Excerpted text -
However, the term of the Chairman and the Vice Chairman of the Board of Governors is only four years and both can be reappointed for additional terms as Chairman and Vice Chairman for as long as they remain on the Board. Such short and renewable terms reduce independence but facilitate accountability. In addition, they provide an important opportunity for the President to try to influence monetary policy decisions by pressures exerted on the Chairman subsequent to appointment. To a lesser degree, appointment of governors and direct pressure on them are further avenues of political influence that have been employed, at least on occasion.

The authors of the Banking Act of 1935, which established the FOMC in its modern form, implemented the system of long overlapping terms for governors and shorter renewable terms for the Chairman and Vice Chairman. It seems to me they made a conscious effort to balance independence and accountability. The short, renewable term for the Chairman would enhance accountability and encourage a strong working relationship between the Chairman and the executive and legislative branches. On the other hand, the long and effectively nonrenewable terms for governors would protect the fundamental independence of monetary policy. So the Federal Reserve loses points in some indices of independence because of the short term of the Chairman, but the resulting balance between independence and accountability has, in my view, contributed over the years to a successful relationship between the central bank and the rest of government.

Transparency and Disclosure
Transparency and disclosure are also essential to accountability. Transparency refers to being easily understood. With respect to monetary policy, it refers to the immediacy with which the public learns of policy decisions and the amount of information provided about the rationale for policy actions and the assessment of how possible future developments bear on policy. The legislature, for example, needs information about the policy actions and an understanding of the rationale for the policy if it is to be able to hold the central bank accountable. In addition, it is generally agreed that markets work better with more complete information, although some worry that a continuous flow of information on the leanings of members of the policy committee can result in excessive volatility in financial markets.

Stored entries -
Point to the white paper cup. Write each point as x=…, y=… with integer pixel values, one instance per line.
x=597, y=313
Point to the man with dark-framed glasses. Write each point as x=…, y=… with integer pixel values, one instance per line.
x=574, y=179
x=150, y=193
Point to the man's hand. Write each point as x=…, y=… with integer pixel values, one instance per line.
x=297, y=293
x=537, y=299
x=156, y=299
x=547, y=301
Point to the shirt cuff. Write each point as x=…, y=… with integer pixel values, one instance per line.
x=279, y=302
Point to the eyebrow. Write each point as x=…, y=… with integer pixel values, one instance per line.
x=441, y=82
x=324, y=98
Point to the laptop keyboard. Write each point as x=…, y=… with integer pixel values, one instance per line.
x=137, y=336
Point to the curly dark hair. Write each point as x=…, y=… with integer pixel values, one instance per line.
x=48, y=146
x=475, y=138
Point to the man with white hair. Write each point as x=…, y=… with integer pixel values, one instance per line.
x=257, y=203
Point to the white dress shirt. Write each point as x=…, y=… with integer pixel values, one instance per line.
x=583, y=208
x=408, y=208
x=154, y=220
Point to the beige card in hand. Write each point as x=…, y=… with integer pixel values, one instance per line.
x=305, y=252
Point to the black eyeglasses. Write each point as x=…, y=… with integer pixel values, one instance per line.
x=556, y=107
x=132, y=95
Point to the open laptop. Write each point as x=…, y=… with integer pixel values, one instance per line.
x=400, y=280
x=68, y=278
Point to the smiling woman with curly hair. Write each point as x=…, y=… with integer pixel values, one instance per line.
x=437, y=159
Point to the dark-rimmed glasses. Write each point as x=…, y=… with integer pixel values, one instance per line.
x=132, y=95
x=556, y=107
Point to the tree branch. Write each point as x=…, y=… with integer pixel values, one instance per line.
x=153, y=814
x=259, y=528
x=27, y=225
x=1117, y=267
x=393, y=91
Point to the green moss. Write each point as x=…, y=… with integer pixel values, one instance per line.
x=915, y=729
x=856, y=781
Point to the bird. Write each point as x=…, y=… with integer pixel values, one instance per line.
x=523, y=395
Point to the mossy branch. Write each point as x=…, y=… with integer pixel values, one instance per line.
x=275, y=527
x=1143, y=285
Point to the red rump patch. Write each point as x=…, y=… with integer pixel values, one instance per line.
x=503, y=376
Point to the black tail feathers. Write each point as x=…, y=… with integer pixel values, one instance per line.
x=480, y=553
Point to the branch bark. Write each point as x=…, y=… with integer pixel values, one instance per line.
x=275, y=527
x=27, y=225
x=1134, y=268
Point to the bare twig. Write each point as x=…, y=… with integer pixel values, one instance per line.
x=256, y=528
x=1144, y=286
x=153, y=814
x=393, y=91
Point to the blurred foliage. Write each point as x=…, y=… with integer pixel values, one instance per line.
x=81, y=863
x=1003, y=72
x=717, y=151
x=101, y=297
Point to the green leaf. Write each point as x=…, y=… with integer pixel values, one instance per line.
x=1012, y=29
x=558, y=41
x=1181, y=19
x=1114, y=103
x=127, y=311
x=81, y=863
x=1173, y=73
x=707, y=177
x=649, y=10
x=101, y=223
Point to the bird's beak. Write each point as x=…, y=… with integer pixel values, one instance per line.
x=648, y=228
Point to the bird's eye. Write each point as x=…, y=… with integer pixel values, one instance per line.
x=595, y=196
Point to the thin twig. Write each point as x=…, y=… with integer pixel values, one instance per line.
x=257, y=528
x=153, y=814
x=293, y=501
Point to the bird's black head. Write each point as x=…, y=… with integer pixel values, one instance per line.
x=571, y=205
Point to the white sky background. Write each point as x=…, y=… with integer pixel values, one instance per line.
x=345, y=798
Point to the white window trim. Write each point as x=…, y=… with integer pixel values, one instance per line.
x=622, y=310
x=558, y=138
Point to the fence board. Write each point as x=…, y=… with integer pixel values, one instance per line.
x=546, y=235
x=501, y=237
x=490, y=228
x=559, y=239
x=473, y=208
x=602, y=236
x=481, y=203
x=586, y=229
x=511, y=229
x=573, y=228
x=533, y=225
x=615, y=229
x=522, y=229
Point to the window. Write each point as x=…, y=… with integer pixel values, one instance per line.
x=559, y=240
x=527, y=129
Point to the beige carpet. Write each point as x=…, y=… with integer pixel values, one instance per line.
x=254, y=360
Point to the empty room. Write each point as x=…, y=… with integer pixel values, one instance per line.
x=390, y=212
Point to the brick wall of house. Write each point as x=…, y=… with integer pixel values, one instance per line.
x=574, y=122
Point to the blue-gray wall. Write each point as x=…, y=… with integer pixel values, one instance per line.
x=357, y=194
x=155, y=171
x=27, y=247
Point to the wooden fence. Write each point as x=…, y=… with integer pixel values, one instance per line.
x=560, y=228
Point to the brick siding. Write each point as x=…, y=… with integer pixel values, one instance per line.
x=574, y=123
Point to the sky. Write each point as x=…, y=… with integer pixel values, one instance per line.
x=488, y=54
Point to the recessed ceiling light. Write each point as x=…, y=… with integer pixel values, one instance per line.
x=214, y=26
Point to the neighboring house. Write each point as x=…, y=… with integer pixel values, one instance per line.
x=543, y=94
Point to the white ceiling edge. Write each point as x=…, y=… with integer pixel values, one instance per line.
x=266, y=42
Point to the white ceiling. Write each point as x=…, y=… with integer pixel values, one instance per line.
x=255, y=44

Your goal - Please reproduce the full passage on Federal Reserve terms and transparency, word for word.

Exercise solution -
However, the term of the Chairman and the Vice Chairman of the Board of Governors is only four years and both can be reappointed for additional terms as Chairman and Vice Chairman for as long as they remain on the Board. Such short and renewable terms reduce independence but facilitate accountability. In addition, they provide an important opportunity for the President to try to influence monetary policy decisions by pressures exerted on the Chairman subsequent to appointment. To a lesser degree, appointment of governors and direct pressure on them are further avenues of political influence that have been employed, at least on occasion.

The authors of the Banking Act of 1935, which established the FOMC in its modern form, implemented the system of long overlapping terms for governors and shorter renewable terms for the Chairman and Vice Chairman. It seems to me they made a conscious effort to balance independence and accountability. The short, renewable term for the Chairman would enhance accountability and encourage a strong working relationship between the Chairman and the executive and legislative branches. On the other hand, the long and effectively nonrenewable terms for governors would protect the fundamental independence of monetary policy. So the Federal Reserve loses points in some indices of independence because of the short term of the Chairman, but the resulting balance between independence and accountability has, in my view, contributed over the years to a successful relationship between the central bank and the rest of government.

Transparency and Disclosure
Transparency and disclosure are also essential to accountability. Transparency refers to being easily understood. With respect to monetary policy, it refers to the immediacy with which the public learns of policy decisions and the amount of information provided about the rationale for policy actions and the assessment of how possible future developments bear on policy. The legislature, for example, needs information about the policy actions and an understanding of the rationale for the policy if it is to be able to hold the central bank accountable. In addition, it is generally agreed that markets work better with more complete information, although some worry that a continuous flow of information on the leanings of members of the policy committee can result in excessive volatility in financial markets.